»»

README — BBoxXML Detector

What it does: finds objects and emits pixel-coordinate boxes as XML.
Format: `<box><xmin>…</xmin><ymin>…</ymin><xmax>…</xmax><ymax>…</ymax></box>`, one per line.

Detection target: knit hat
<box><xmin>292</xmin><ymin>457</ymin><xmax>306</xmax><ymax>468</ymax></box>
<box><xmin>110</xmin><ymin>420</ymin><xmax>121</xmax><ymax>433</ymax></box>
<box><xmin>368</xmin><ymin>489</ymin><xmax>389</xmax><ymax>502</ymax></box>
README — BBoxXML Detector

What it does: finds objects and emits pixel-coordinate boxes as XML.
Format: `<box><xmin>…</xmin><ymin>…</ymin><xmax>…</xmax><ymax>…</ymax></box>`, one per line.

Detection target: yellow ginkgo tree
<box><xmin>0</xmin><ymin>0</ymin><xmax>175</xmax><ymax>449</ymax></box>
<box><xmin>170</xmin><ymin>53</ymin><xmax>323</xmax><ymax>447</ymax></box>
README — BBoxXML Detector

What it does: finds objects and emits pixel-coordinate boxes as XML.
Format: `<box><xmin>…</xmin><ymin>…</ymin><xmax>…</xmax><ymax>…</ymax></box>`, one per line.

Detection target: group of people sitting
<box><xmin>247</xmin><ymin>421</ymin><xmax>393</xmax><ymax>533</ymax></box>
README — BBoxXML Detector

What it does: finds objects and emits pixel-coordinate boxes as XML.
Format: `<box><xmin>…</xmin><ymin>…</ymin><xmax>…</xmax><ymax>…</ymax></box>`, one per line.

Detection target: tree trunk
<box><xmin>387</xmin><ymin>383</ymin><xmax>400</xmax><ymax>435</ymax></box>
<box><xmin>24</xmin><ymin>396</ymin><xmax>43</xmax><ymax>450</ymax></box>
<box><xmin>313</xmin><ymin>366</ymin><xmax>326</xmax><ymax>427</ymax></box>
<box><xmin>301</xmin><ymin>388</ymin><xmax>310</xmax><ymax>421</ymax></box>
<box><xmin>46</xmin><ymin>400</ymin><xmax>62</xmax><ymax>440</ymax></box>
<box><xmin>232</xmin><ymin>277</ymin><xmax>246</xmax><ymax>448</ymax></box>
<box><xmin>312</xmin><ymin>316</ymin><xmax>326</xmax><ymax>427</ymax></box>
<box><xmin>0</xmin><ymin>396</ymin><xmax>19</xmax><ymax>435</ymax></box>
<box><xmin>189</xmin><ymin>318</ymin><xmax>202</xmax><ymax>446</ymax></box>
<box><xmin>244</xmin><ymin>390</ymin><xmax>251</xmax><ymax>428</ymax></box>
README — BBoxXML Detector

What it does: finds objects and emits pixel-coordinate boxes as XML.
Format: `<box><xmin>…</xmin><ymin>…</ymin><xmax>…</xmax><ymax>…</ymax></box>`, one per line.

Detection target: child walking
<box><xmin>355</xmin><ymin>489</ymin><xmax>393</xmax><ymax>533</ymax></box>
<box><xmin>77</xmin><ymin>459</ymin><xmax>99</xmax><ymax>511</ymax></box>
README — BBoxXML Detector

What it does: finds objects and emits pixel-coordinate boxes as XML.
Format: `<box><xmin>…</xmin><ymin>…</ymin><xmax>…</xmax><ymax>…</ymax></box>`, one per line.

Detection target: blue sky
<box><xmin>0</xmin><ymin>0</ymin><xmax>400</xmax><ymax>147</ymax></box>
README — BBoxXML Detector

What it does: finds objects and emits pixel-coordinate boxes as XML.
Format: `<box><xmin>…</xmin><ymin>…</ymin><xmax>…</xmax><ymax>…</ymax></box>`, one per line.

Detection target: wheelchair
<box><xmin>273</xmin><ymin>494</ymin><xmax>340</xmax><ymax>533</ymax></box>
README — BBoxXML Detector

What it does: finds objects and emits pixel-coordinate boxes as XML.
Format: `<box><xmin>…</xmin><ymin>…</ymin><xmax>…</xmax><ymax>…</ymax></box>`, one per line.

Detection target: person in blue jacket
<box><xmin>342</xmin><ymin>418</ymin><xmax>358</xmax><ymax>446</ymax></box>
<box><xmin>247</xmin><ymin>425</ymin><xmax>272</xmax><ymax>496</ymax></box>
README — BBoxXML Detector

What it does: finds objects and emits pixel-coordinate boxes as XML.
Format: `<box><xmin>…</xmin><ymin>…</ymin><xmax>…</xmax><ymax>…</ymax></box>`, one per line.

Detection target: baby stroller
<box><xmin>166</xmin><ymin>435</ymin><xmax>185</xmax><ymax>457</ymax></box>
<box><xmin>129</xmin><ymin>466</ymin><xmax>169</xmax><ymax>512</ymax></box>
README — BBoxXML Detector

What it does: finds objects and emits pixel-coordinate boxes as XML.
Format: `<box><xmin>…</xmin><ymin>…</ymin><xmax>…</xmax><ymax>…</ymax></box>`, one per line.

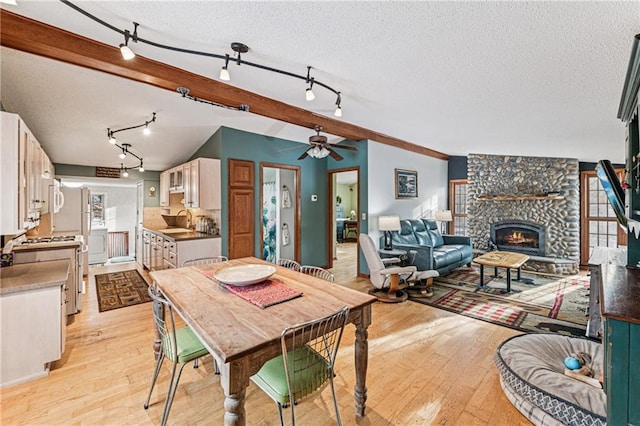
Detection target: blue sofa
<box><xmin>381</xmin><ymin>219</ymin><xmax>473</xmax><ymax>275</ymax></box>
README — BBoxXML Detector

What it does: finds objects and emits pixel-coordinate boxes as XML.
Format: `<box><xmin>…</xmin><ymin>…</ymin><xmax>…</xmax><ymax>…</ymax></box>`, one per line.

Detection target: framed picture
<box><xmin>395</xmin><ymin>169</ymin><xmax>418</xmax><ymax>198</ymax></box>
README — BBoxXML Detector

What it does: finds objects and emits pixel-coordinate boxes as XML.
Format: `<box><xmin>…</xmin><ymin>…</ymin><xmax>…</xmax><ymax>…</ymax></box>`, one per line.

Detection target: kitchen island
<box><xmin>0</xmin><ymin>260</ymin><xmax>70</xmax><ymax>388</ymax></box>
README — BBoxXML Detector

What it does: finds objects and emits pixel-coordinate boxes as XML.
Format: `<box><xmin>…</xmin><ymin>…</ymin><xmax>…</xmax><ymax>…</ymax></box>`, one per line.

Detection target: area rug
<box><xmin>411</xmin><ymin>268</ymin><xmax>589</xmax><ymax>336</ymax></box>
<box><xmin>95</xmin><ymin>270</ymin><xmax>151</xmax><ymax>312</ymax></box>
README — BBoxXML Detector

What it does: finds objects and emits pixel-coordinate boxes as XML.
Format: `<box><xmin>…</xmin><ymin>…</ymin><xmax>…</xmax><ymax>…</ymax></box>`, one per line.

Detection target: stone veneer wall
<box><xmin>467</xmin><ymin>154</ymin><xmax>580</xmax><ymax>274</ymax></box>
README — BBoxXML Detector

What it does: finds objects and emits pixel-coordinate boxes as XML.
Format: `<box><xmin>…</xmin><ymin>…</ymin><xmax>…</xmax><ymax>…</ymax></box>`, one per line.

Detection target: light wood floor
<box><xmin>0</xmin><ymin>263</ymin><xmax>530</xmax><ymax>426</ymax></box>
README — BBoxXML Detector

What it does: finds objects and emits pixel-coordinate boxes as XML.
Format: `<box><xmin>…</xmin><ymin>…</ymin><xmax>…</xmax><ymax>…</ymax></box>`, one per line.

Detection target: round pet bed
<box><xmin>495</xmin><ymin>334</ymin><xmax>607</xmax><ymax>426</ymax></box>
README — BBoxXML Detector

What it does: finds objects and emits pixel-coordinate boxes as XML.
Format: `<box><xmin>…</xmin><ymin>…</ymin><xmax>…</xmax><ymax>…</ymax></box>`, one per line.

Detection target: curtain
<box><xmin>262</xmin><ymin>182</ymin><xmax>278</xmax><ymax>263</ymax></box>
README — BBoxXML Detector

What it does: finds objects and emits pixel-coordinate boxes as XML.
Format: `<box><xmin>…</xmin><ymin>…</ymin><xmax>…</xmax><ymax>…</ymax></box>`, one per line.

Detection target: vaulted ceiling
<box><xmin>0</xmin><ymin>0</ymin><xmax>640</xmax><ymax>170</ymax></box>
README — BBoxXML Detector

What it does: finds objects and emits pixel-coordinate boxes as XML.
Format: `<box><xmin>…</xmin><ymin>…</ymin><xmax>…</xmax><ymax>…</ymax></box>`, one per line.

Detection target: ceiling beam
<box><xmin>0</xmin><ymin>9</ymin><xmax>449</xmax><ymax>160</ymax></box>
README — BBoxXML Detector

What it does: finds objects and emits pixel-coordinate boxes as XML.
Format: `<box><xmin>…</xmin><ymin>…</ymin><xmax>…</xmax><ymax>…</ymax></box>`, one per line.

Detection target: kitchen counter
<box><xmin>144</xmin><ymin>228</ymin><xmax>220</xmax><ymax>242</ymax></box>
<box><xmin>0</xmin><ymin>260</ymin><xmax>69</xmax><ymax>295</ymax></box>
<box><xmin>12</xmin><ymin>241</ymin><xmax>82</xmax><ymax>251</ymax></box>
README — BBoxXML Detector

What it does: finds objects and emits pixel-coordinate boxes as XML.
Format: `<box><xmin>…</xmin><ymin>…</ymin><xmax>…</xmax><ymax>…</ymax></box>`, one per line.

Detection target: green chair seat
<box><xmin>251</xmin><ymin>345</ymin><xmax>329</xmax><ymax>405</ymax></box>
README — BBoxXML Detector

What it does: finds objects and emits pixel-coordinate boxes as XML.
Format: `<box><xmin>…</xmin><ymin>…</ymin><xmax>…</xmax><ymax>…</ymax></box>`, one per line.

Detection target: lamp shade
<box><xmin>378</xmin><ymin>216</ymin><xmax>400</xmax><ymax>231</ymax></box>
<box><xmin>434</xmin><ymin>210</ymin><xmax>453</xmax><ymax>222</ymax></box>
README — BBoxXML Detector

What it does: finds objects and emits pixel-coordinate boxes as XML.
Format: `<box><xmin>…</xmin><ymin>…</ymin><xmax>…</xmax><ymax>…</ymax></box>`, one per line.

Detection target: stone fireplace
<box><xmin>467</xmin><ymin>154</ymin><xmax>580</xmax><ymax>274</ymax></box>
<box><xmin>490</xmin><ymin>220</ymin><xmax>546</xmax><ymax>256</ymax></box>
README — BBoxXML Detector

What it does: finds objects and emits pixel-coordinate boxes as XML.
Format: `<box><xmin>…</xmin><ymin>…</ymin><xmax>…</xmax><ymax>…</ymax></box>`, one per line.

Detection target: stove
<box><xmin>20</xmin><ymin>235</ymin><xmax>84</xmax><ymax>244</ymax></box>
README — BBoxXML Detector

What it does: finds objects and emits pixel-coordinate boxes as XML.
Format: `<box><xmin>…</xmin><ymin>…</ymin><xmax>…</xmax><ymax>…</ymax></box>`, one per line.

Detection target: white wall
<box><xmin>368</xmin><ymin>141</ymin><xmax>449</xmax><ymax>245</ymax></box>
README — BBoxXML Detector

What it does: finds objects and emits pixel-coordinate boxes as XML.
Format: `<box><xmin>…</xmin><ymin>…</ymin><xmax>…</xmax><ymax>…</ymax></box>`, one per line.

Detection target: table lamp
<box><xmin>378</xmin><ymin>216</ymin><xmax>400</xmax><ymax>250</ymax></box>
<box><xmin>434</xmin><ymin>210</ymin><xmax>453</xmax><ymax>235</ymax></box>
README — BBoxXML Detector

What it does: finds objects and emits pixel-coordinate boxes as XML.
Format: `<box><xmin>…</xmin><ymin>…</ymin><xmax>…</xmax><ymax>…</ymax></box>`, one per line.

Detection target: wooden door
<box><xmin>228</xmin><ymin>159</ymin><xmax>252</xmax><ymax>259</ymax></box>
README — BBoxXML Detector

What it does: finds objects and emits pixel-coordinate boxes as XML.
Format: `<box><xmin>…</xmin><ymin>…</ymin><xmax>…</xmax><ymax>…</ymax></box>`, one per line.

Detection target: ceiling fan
<box><xmin>298</xmin><ymin>126</ymin><xmax>358</xmax><ymax>161</ymax></box>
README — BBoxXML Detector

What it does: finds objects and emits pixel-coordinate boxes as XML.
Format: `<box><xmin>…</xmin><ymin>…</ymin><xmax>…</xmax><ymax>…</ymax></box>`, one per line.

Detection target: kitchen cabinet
<box><xmin>0</xmin><ymin>260</ymin><xmax>69</xmax><ymax>388</ymax></box>
<box><xmin>142</xmin><ymin>231</ymin><xmax>152</xmax><ymax>269</ymax></box>
<box><xmin>160</xmin><ymin>170</ymin><xmax>170</xmax><ymax>207</ymax></box>
<box><xmin>184</xmin><ymin>158</ymin><xmax>222</xmax><ymax>210</ymax></box>
<box><xmin>0</xmin><ymin>112</ymin><xmax>41</xmax><ymax>235</ymax></box>
<box><xmin>169</xmin><ymin>165</ymin><xmax>184</xmax><ymax>192</ymax></box>
<box><xmin>600</xmin><ymin>265</ymin><xmax>640</xmax><ymax>425</ymax></box>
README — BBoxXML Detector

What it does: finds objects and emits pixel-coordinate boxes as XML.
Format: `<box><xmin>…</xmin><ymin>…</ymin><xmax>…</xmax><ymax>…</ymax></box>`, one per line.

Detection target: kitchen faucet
<box><xmin>176</xmin><ymin>209</ymin><xmax>193</xmax><ymax>228</ymax></box>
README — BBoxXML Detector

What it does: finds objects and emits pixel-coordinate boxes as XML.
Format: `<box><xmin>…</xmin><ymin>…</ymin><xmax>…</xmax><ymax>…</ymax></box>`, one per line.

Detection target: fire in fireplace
<box><xmin>490</xmin><ymin>220</ymin><xmax>546</xmax><ymax>256</ymax></box>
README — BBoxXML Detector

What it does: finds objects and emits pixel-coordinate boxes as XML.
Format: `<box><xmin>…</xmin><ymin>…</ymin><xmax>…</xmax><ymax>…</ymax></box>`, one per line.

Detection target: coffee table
<box><xmin>473</xmin><ymin>251</ymin><xmax>529</xmax><ymax>293</ymax></box>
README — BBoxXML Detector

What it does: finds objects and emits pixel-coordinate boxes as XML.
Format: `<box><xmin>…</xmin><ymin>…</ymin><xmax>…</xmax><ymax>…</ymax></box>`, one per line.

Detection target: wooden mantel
<box><xmin>0</xmin><ymin>9</ymin><xmax>449</xmax><ymax>160</ymax></box>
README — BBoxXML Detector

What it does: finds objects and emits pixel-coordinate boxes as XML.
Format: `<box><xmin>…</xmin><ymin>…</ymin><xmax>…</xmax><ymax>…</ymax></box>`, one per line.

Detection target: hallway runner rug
<box><xmin>411</xmin><ymin>267</ymin><xmax>590</xmax><ymax>336</ymax></box>
<box><xmin>95</xmin><ymin>270</ymin><xmax>151</xmax><ymax>312</ymax></box>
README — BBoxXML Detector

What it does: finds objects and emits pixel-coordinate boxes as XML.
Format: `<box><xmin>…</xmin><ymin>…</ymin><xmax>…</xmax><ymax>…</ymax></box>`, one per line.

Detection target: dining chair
<box><xmin>144</xmin><ymin>286</ymin><xmax>209</xmax><ymax>426</ymax></box>
<box><xmin>300</xmin><ymin>265</ymin><xmax>336</xmax><ymax>283</ymax></box>
<box><xmin>182</xmin><ymin>256</ymin><xmax>229</xmax><ymax>266</ymax></box>
<box><xmin>278</xmin><ymin>259</ymin><xmax>302</xmax><ymax>272</ymax></box>
<box><xmin>251</xmin><ymin>306</ymin><xmax>349</xmax><ymax>426</ymax></box>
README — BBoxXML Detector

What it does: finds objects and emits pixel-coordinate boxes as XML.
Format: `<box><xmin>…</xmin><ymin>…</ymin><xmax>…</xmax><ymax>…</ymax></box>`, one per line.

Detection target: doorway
<box><xmin>260</xmin><ymin>163</ymin><xmax>300</xmax><ymax>263</ymax></box>
<box><xmin>328</xmin><ymin>167</ymin><xmax>361</xmax><ymax>281</ymax></box>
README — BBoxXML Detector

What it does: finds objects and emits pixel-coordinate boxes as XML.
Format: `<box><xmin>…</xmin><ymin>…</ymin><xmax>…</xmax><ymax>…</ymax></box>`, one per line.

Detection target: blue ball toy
<box><xmin>564</xmin><ymin>356</ymin><xmax>580</xmax><ymax>370</ymax></box>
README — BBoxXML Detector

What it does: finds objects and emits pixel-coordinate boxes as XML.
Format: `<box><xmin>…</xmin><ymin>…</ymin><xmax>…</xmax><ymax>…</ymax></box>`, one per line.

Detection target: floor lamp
<box><xmin>378</xmin><ymin>216</ymin><xmax>400</xmax><ymax>250</ymax></box>
<box><xmin>435</xmin><ymin>210</ymin><xmax>453</xmax><ymax>235</ymax></box>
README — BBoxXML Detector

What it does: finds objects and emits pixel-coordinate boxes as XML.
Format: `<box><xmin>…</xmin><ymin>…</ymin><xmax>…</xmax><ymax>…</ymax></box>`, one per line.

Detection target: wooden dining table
<box><xmin>150</xmin><ymin>257</ymin><xmax>376</xmax><ymax>425</ymax></box>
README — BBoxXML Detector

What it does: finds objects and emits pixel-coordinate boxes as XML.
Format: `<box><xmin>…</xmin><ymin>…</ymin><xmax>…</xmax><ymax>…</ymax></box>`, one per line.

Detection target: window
<box><xmin>580</xmin><ymin>170</ymin><xmax>627</xmax><ymax>265</ymax></box>
<box><xmin>91</xmin><ymin>193</ymin><xmax>107</xmax><ymax>227</ymax></box>
<box><xmin>449</xmin><ymin>179</ymin><xmax>467</xmax><ymax>235</ymax></box>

««

— PROBLEM TO SOLVE —
Report every line in the listing above that contains the string "stone", treating uppercase and lowercase letters as distinct.

— TASK RESULT —
Detection target: stone veneer wall
Detection target: stone fireplace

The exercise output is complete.